▶ _Текст задания_
В усадьбе, несмотря на переживания, ему жилось хорошо. Он писал в письме другу: «У нас здесь рай земной, погода превосходная и, несмотря на то что осень, все еще зелено»[342]
. Он продолжал думать о трех женщинах, оставленных в Петербурге. Поверенным в его делах становится художник Николай Степанов. Глинка просил его сделать портреты жены и Кати, для чего рекомендовал ему заехать в Смольный и разглядеть хорошенько черты его новой пассии. Видимо, до этого Степанов нарисовал портрет ученицы Глинки по вокалу — Каролины Колковской, про который композитор расспрашивал{366}.Сельская идиллия была разрушена приездом Якова Соболевского, мужа рано умершей сестры Пелагеи. Он открыто рассказал ему о неверности Марии Петровны, что для света уже давно было секретом Полишинеля. Дорога в столицу, несмотря на хорошую погоду в начале октября, была мучительной. Михаил Иванович страдал от «оскорбленного самолюбия, досады, гнева». И уже здесь по дороге он принял решение оставить жену, жить, как и многие в Петербурге, отдельно. Несмотря на «лихорадочное состояние», он разработал план — приехать неожиданно и застать жену врасплох. Но Глинку уже ждали дома, так что никаких свидетельств измены он не обнаружил.
Под предлогом болезни Глинка перешел ночевать в свой кабинет, где жил тогда брат жены Алексей Петрович Иванов, морской военный. Тот все понял. В отличие от других членов семьи Ивановых он был «добрым и хорошим человеком», как вспоминал Глинка, и уже давно пытался воспитать свою сестру и матушку — делал им замечания, стыдил.

▶ _Исходные строки_
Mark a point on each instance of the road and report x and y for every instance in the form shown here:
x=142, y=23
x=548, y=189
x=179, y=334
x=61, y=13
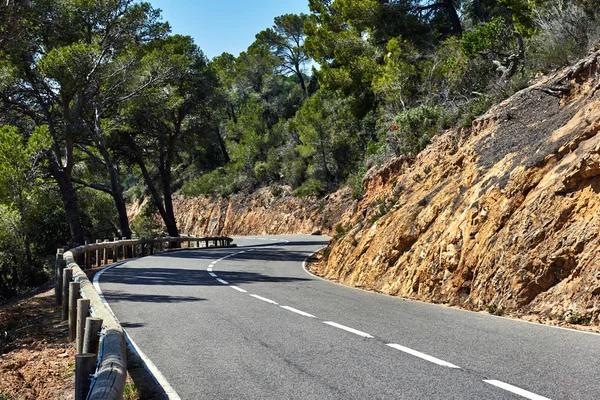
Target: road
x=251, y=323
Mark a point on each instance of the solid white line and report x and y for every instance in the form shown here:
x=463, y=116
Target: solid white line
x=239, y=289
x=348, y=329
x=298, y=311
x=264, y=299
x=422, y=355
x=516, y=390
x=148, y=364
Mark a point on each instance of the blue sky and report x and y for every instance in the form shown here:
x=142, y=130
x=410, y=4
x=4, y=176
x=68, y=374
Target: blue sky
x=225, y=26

--

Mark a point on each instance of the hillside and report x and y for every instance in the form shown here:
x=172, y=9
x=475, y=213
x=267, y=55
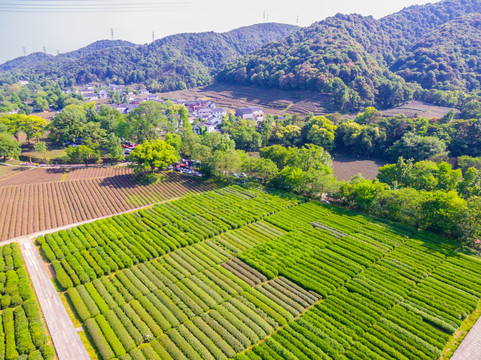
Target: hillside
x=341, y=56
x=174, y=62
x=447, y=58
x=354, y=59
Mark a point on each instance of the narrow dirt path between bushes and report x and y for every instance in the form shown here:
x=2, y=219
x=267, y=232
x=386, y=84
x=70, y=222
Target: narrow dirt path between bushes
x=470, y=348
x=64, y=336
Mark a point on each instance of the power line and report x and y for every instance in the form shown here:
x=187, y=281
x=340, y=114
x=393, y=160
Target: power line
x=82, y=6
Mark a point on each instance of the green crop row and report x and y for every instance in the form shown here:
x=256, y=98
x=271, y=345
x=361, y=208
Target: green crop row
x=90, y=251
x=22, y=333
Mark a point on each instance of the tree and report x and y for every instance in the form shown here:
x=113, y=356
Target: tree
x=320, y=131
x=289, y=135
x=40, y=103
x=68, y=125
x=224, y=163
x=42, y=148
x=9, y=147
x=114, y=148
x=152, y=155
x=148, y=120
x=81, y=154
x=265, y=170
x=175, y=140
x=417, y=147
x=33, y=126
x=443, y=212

==

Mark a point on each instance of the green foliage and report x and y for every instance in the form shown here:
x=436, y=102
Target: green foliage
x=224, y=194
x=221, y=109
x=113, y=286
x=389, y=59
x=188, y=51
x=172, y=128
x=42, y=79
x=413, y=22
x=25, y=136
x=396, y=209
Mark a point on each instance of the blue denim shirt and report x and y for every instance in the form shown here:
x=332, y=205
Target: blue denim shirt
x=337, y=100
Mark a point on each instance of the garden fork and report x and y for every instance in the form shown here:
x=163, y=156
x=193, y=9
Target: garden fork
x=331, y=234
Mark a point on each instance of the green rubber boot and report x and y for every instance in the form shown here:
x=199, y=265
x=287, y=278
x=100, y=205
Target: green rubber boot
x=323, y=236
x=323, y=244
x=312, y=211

▶ _Задание_
Пожалуйста, перепечатайте отрывок из текста о Глинке: начните со слов «Под предлогом болезни» и остановитесь после слов «им замечания, стыдил.».

▶ _Ответ к заданию_
Под предлогом болезни Глинка перешел ночевать в свой кабинет, где жил тогда брат жены Алексей Петрович Иванов, морской военный. Тот все понял. В отличие от других членов семьи Ивановых он был «добрым и хорошим человеком», как вспоминал Глинка, и уже давно пытался воспитать свою сестру и матушку — делал им замечания, стыдил.